Text block →
- - - - - - -

Looking at garbage and birds in the eye
One Sunday in September, on the small strip of beach on Long Island in the Las Piñas-Parañaque Critical Habitat and Ecotourism Area (LPPCHEA), we looked garbage straight in the eye.
The weekend had been designated as International Coastal Cleanup (ICC), the world’s largest volunteer effort for the ocean’s health initiated by Ocean Conservancy, a non-profit organization and world leader in ocean conservation.
Here in the Philippines, the DENR spearheaded the activity, calling on Filipinos ”to fight for trash-free seas.”
An army of 2,000 volunteers had come the day before to clean up Freedom Island beach in LPPCHEA. We, a 50-man contingent of the Wild Bird Club of the Philippines (WBCP), followed closely on their heels, on a mission to do what we could for Long Island, the other finger of land in the area that was littered still with trash.
Recent typhoons had brought enormous amounts of garbage to the shores of this part of Manila Bay.
Squatting low to the ground, on our haunches, we picked at the sand and retrieved all things plastic – bottles and bottle caps, shampoo sachets, candy wrappers, toothbrushes and toothpaste tubes, cups, drink straws, bags and other undistinguishable flotsam. “Leave the biodegradables like branches, twigs, leaves alone,” we were told. “They will become part of the environment.”
Plastic pollution, we all know, is a colossal problem that seems insurmountable. Ocean Conservancy, in its website, states that “your small actions can make a difference. From plankton to whales, animals throughout the ocean are finding their homes polluted by plastics. Every bottle, every straw, every piece of trash you clean up can lead to a cleaner, healthier ocean.”
Through the ICC initiative, the organization has mobilized 17 million people and collected more than 350 million pounds of plastic. That’s quite a feat. But to me, looking at the garbage on the beach that day, the numbers didn’t mean anything.
By mid-morning, we were done trash-picking. We did what we could – and, sadly, it was not much.
We birders had responded to the WBCP’s call to help our birds by cleaning up their habitat at LPPCHEA. Sadly, this is where many of the resident and migrant waterbirds come to rest and feed, the Club said.
The LPPCHEA comprises 175 hectares of protected land, straddling Las Piñas and Parañaque cities. It is declared a Ramsar site, under the Ramsar Convention of UNESCO. This means it has been identified as a significant and important wetland, crucial to biodiversity conservation.
But despite its Ramsar status, it is constantly threatened by so-called “development” and “progress.”
Environmentalists, scientists and fishermen were in the news last August when they converged at the DENR to seek its support to stop reclamation projects in Manila Bay. Such projects will change the face of Manila Bay as we know it, cause damage to marine and coastal ecosystems, affect the lives of humans that depend on the seas for their livelihood and inevitably alter the balance of nature, irreversibly.

- - - - - - -

Collected data entries
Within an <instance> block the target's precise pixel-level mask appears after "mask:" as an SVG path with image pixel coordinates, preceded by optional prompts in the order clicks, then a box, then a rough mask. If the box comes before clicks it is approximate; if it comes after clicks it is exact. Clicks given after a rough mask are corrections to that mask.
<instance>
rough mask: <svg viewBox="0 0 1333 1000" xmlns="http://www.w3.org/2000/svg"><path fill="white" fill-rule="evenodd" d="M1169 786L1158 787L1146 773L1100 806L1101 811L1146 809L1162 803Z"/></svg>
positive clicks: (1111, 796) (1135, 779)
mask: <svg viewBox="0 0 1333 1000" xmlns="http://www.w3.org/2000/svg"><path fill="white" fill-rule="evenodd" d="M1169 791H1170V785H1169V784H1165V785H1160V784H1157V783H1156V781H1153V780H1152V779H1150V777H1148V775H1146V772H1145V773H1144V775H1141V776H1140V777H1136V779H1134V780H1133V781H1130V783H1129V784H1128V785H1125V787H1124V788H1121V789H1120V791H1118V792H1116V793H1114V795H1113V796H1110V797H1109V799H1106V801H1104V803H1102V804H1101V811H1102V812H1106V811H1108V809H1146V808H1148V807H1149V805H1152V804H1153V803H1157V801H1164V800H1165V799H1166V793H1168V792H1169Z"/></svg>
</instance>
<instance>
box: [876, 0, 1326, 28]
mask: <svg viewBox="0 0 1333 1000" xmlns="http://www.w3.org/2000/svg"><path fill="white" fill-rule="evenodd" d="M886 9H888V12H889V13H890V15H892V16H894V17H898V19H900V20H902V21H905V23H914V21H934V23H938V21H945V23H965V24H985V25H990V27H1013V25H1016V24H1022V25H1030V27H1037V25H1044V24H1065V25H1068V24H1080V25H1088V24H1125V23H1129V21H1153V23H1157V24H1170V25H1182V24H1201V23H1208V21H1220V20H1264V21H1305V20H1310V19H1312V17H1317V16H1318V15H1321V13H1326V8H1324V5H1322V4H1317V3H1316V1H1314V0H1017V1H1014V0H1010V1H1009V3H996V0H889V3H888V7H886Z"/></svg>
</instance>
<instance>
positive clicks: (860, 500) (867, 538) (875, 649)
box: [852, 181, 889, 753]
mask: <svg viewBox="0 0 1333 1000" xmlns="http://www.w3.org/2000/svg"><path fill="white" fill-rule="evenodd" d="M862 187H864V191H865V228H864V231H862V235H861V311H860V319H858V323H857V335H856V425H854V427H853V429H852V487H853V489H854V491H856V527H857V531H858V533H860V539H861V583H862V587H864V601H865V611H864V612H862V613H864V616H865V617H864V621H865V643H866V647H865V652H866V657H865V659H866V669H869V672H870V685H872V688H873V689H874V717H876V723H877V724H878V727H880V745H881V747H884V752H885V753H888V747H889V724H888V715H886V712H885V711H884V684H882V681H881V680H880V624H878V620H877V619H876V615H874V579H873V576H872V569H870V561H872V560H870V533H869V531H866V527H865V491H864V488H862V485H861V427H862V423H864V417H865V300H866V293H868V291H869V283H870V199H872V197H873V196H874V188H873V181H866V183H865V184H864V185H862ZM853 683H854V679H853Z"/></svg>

- - - - - - -

Task set →
1. Which biodegradable items does the coastal cleanup article say the volunteers were told to leave alone?
2. In the collected data entries, substitute "coarse mask" for "rough mask" in the rows from the very first one through the line containing "positive clicks: (1111, 796) (1135, 779)", inclusive, and give those lines back with nothing else changed.

Answers below →
1. Branches, twigs, leaves

2.
Within an <instance> block the target's precise pixel-level mask appears after "mask:" as an SVG path with image pixel coordinates, preceded by optional prompts in the order clicks, then a box, then a coarse mask. If the box comes before clicks it is approximate; if it comes after clicks it is exact. Clicks given after a coarse mask are corrections to that mask.
<instance>
coarse mask: <svg viewBox="0 0 1333 1000" xmlns="http://www.w3.org/2000/svg"><path fill="white" fill-rule="evenodd" d="M1169 786L1158 787L1146 773L1100 806L1101 811L1146 809L1162 803Z"/></svg>
positive clicks: (1111, 796) (1135, 779)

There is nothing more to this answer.